DATA EXTRACT ::
______

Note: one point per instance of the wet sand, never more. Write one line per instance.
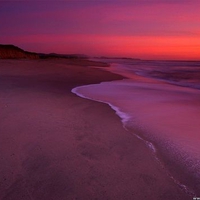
(56, 146)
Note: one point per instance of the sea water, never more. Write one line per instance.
(159, 101)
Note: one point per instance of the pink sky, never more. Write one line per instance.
(148, 29)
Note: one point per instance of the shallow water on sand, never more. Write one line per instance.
(154, 102)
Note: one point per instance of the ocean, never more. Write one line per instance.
(158, 102)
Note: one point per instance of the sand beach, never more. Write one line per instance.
(57, 146)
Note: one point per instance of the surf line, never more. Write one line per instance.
(124, 119)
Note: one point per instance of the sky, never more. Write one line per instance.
(146, 29)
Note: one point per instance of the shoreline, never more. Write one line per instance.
(163, 158)
(69, 146)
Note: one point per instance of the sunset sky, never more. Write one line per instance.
(148, 29)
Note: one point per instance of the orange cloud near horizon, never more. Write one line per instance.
(144, 47)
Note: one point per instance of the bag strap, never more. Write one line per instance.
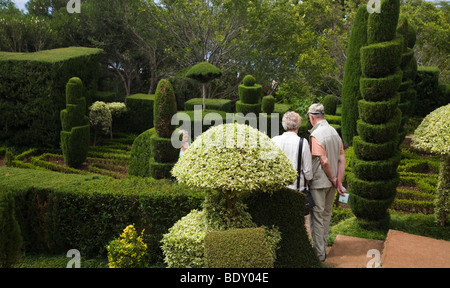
(299, 161)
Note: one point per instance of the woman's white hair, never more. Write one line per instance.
(291, 121)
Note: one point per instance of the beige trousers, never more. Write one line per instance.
(319, 219)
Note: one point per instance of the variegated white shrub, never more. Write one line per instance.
(235, 158)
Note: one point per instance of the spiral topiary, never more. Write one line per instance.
(162, 150)
(75, 132)
(373, 183)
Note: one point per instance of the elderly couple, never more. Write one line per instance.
(322, 166)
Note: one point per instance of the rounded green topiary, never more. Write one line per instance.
(249, 81)
(235, 158)
(268, 104)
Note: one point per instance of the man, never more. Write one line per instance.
(328, 164)
(289, 143)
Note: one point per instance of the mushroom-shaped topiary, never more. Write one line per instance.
(433, 135)
(204, 72)
(235, 159)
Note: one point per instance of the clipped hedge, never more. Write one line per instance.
(139, 115)
(238, 248)
(284, 209)
(211, 104)
(32, 92)
(57, 212)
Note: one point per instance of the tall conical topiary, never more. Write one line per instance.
(352, 72)
(374, 177)
(406, 90)
(75, 132)
(163, 152)
(204, 72)
(250, 95)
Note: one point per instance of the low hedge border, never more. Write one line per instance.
(58, 212)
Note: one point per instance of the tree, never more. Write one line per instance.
(433, 135)
(10, 238)
(204, 72)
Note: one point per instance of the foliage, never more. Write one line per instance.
(371, 196)
(183, 245)
(10, 238)
(165, 107)
(129, 251)
(284, 210)
(239, 248)
(31, 104)
(235, 158)
(99, 208)
(433, 135)
(330, 104)
(75, 124)
(350, 89)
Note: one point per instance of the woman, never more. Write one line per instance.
(289, 143)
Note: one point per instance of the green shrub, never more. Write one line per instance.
(141, 153)
(76, 130)
(284, 209)
(381, 59)
(382, 27)
(380, 89)
(165, 107)
(330, 104)
(57, 212)
(129, 251)
(378, 112)
(10, 237)
(250, 94)
(139, 116)
(211, 104)
(31, 90)
(183, 245)
(224, 157)
(352, 72)
(249, 81)
(429, 95)
(379, 133)
(239, 248)
(268, 104)
(245, 108)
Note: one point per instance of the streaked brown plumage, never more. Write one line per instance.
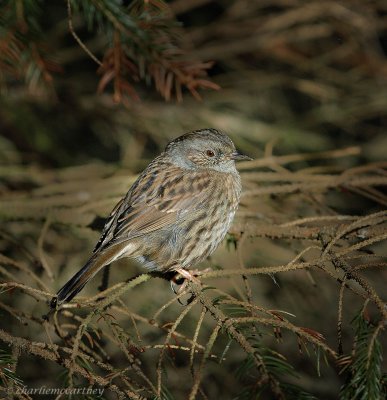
(175, 214)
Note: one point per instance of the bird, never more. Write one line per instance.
(175, 214)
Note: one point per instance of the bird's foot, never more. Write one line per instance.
(180, 280)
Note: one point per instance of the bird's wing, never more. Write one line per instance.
(155, 200)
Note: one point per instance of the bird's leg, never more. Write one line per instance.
(183, 276)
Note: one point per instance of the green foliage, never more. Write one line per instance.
(365, 380)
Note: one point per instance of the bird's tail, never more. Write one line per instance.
(87, 272)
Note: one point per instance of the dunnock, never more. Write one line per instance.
(175, 214)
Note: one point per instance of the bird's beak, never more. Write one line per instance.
(237, 156)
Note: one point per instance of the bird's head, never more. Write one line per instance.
(205, 148)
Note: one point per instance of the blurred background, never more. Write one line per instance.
(92, 90)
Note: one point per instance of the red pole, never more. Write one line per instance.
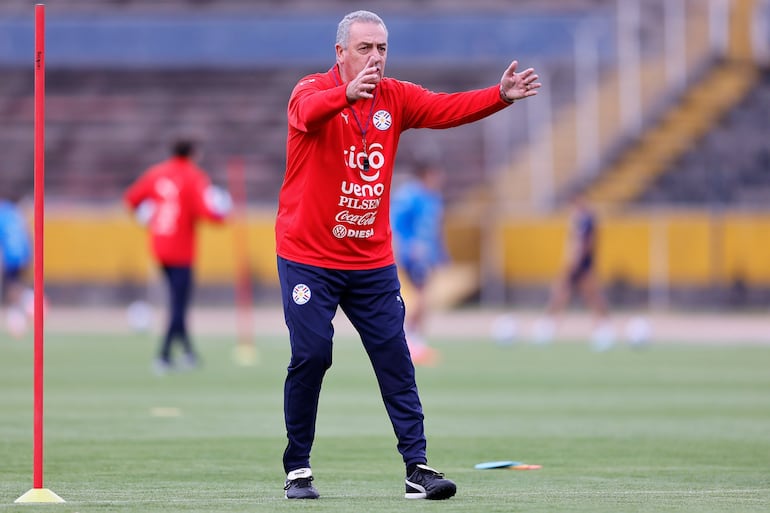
(237, 185)
(37, 472)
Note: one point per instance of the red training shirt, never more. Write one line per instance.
(177, 187)
(332, 212)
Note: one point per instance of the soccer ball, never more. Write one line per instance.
(504, 330)
(638, 332)
(139, 316)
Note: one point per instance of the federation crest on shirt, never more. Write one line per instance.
(382, 120)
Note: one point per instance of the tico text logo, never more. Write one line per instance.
(355, 160)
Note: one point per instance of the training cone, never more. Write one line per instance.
(39, 495)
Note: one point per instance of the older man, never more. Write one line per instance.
(333, 236)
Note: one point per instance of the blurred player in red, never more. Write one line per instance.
(417, 214)
(170, 198)
(333, 234)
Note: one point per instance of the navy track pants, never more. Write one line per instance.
(371, 299)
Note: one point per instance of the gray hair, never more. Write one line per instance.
(343, 29)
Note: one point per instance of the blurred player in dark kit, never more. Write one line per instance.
(333, 235)
(171, 198)
(579, 276)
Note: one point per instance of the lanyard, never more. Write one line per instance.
(363, 129)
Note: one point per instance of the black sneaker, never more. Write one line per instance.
(299, 485)
(427, 483)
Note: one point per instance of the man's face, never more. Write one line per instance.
(366, 40)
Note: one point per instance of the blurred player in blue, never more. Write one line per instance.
(579, 276)
(417, 214)
(16, 256)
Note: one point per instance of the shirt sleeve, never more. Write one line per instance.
(428, 109)
(312, 104)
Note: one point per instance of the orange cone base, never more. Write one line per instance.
(39, 495)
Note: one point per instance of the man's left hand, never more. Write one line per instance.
(515, 86)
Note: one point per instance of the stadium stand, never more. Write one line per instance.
(729, 166)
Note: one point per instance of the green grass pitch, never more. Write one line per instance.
(676, 428)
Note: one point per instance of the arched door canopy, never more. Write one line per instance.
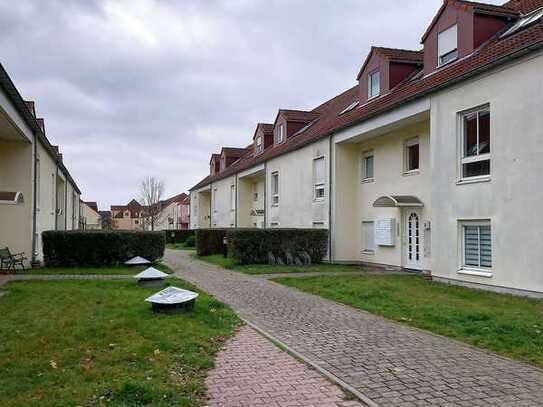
(398, 201)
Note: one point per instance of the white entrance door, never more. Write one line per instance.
(413, 247)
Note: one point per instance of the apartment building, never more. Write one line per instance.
(430, 162)
(174, 213)
(37, 192)
(128, 217)
(90, 218)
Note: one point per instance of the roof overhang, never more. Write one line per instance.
(398, 201)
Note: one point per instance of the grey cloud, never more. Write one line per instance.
(136, 87)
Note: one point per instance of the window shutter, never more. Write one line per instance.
(447, 40)
(485, 246)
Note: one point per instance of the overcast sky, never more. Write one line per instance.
(130, 88)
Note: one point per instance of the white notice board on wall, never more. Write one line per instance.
(385, 232)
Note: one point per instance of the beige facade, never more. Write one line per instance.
(33, 169)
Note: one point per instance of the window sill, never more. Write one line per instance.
(474, 180)
(411, 173)
(476, 272)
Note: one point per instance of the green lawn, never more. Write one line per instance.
(119, 270)
(512, 326)
(97, 343)
(231, 264)
(179, 246)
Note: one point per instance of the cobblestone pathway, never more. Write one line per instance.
(251, 371)
(391, 364)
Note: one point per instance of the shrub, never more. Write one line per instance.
(178, 236)
(191, 241)
(209, 241)
(100, 248)
(251, 246)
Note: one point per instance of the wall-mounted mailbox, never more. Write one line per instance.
(385, 232)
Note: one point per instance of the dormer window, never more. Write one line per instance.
(259, 145)
(447, 45)
(280, 134)
(374, 84)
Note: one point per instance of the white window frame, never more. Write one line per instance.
(462, 146)
(450, 51)
(232, 197)
(371, 76)
(410, 142)
(319, 185)
(363, 168)
(367, 249)
(275, 185)
(480, 271)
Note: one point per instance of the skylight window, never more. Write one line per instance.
(524, 21)
(349, 108)
(447, 44)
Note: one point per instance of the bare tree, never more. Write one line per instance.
(151, 192)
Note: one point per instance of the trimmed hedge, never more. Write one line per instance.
(209, 241)
(252, 246)
(100, 248)
(178, 236)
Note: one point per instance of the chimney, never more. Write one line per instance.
(41, 123)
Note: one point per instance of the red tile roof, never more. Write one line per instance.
(486, 8)
(92, 205)
(497, 51)
(524, 6)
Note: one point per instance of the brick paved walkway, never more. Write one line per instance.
(393, 365)
(251, 371)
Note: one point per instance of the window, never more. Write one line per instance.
(367, 166)
(447, 45)
(368, 236)
(280, 134)
(259, 144)
(412, 154)
(319, 178)
(476, 245)
(53, 194)
(374, 84)
(476, 144)
(233, 197)
(275, 188)
(38, 187)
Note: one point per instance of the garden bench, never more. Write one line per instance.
(9, 261)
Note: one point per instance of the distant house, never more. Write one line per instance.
(90, 217)
(430, 162)
(174, 213)
(128, 217)
(37, 192)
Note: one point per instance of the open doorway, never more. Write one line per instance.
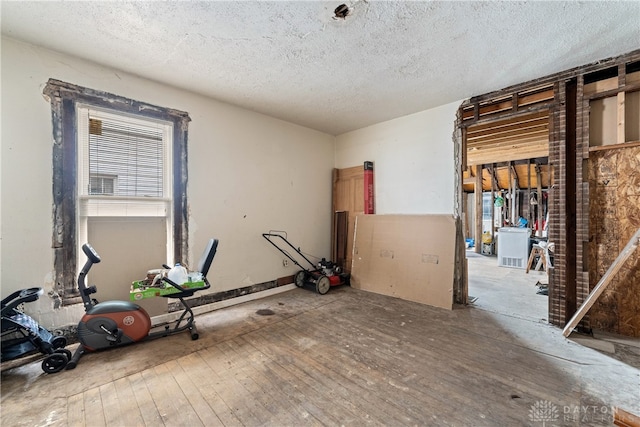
(505, 213)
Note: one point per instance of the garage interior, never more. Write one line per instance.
(421, 200)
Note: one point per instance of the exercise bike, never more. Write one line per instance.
(116, 323)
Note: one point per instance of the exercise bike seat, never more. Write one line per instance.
(113, 307)
(203, 267)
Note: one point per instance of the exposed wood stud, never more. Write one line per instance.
(478, 203)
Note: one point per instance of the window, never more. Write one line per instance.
(113, 156)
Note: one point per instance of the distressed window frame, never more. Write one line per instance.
(64, 98)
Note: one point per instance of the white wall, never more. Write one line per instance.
(414, 160)
(248, 173)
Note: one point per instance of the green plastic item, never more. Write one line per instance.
(139, 291)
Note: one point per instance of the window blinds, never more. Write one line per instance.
(124, 165)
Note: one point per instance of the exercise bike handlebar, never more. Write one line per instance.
(85, 292)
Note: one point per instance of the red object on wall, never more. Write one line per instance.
(369, 199)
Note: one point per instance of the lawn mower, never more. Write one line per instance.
(324, 275)
(22, 335)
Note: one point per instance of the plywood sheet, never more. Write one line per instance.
(406, 256)
(614, 216)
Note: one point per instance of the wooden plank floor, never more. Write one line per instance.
(345, 358)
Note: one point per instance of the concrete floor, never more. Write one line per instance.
(512, 292)
(507, 291)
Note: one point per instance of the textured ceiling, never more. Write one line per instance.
(295, 61)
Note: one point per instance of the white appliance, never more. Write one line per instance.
(513, 247)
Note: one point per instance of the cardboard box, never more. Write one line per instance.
(406, 256)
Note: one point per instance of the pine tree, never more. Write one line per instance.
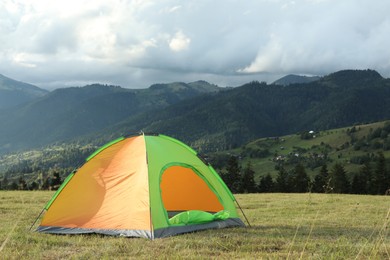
(22, 184)
(380, 178)
(56, 181)
(248, 184)
(338, 179)
(266, 184)
(300, 179)
(321, 180)
(282, 181)
(232, 177)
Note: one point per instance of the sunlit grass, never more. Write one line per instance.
(293, 226)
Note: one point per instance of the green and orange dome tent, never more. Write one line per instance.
(145, 185)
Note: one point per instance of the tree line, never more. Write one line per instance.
(372, 178)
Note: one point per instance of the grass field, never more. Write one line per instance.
(284, 226)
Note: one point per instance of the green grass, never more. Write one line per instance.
(285, 145)
(284, 226)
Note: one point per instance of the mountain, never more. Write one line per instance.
(70, 112)
(295, 79)
(198, 113)
(235, 116)
(13, 93)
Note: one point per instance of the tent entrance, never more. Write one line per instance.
(182, 189)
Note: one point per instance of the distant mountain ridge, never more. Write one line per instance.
(295, 79)
(13, 93)
(70, 112)
(236, 116)
(203, 115)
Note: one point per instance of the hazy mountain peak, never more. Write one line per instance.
(295, 79)
(13, 92)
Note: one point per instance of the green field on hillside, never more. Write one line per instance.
(293, 226)
(339, 145)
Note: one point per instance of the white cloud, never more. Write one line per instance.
(140, 42)
(179, 42)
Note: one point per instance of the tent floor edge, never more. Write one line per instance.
(110, 232)
(176, 230)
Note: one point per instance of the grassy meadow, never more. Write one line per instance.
(283, 226)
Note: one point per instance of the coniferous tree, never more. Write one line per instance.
(338, 179)
(232, 177)
(321, 181)
(22, 184)
(380, 178)
(266, 184)
(282, 181)
(56, 181)
(300, 179)
(248, 184)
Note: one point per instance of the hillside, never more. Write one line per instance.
(233, 117)
(198, 113)
(13, 93)
(351, 147)
(71, 112)
(295, 79)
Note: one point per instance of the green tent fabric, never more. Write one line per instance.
(197, 217)
(146, 185)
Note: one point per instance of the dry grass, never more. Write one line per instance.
(284, 226)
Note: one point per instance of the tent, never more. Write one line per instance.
(145, 185)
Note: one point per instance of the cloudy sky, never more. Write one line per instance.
(134, 43)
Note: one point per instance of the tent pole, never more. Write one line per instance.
(37, 219)
(249, 224)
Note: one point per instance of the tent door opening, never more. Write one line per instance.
(182, 189)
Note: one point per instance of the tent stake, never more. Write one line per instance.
(37, 219)
(249, 224)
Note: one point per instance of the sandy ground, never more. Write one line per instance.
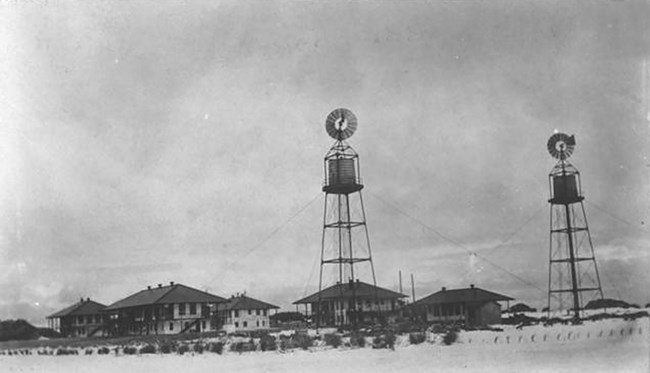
(586, 349)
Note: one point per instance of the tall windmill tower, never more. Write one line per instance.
(573, 275)
(345, 241)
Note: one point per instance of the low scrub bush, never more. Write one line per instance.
(61, 351)
(450, 337)
(167, 347)
(243, 346)
(103, 350)
(129, 350)
(216, 347)
(357, 340)
(302, 341)
(183, 349)
(333, 340)
(148, 349)
(384, 341)
(267, 342)
(417, 338)
(198, 347)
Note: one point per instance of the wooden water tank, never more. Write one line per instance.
(341, 171)
(565, 190)
(341, 176)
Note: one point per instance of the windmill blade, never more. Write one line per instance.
(340, 124)
(561, 145)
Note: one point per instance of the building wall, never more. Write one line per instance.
(167, 319)
(481, 314)
(82, 326)
(337, 311)
(489, 313)
(246, 320)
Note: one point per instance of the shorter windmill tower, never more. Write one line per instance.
(573, 275)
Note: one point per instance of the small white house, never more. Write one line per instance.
(243, 314)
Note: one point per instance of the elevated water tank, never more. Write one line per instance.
(565, 190)
(341, 176)
(341, 171)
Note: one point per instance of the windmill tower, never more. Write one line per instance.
(345, 241)
(573, 275)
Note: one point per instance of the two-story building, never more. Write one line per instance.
(242, 313)
(170, 309)
(82, 319)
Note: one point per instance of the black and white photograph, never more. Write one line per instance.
(324, 186)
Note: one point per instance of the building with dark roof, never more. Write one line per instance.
(471, 306)
(242, 313)
(82, 319)
(350, 303)
(170, 309)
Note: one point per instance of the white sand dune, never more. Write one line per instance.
(603, 346)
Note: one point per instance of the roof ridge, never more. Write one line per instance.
(166, 293)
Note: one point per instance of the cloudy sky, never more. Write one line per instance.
(156, 141)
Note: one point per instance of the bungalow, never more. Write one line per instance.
(471, 306)
(82, 319)
(168, 309)
(351, 303)
(242, 313)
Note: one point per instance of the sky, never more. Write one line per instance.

______

DIRECTIONS :: Transcribe word for word the lines from the one holding "Note: one point per instance of the elevated" to the last line of the listing above, inclusive.

SOLUTION TO THIS TASK ::
Note: one point per instance of the elevated water tank, never more. Write one line per instance.
(565, 190)
(341, 176)
(341, 171)
Note: one point per instance of the windmill tower, never more. Write one line per instance.
(345, 241)
(573, 275)
Note: one point per instance of the two-story building, never more. Write one line per instance.
(242, 313)
(170, 309)
(82, 319)
Note: one point per instance of the black and white photograph, never more. Write one line per instance.
(324, 186)
Note: one point per instance of the building with dark roof, never more. Write one line per instance.
(471, 306)
(242, 313)
(82, 319)
(350, 303)
(170, 309)
Note: one point per instance of the white sand dune, never more. Write one line per instance.
(603, 346)
Note: one point per instance of the roof ridge, never more. Write one line per instance.
(166, 293)
Note: one point per instance of the cloudy sky, never more. Write one line per instance.
(156, 141)
Note: one point per instance of the bungalow, never more. Write one line per instance.
(471, 306)
(82, 319)
(168, 309)
(351, 303)
(242, 313)
Note: one point per instance of the sky, never more. Write one line per instance.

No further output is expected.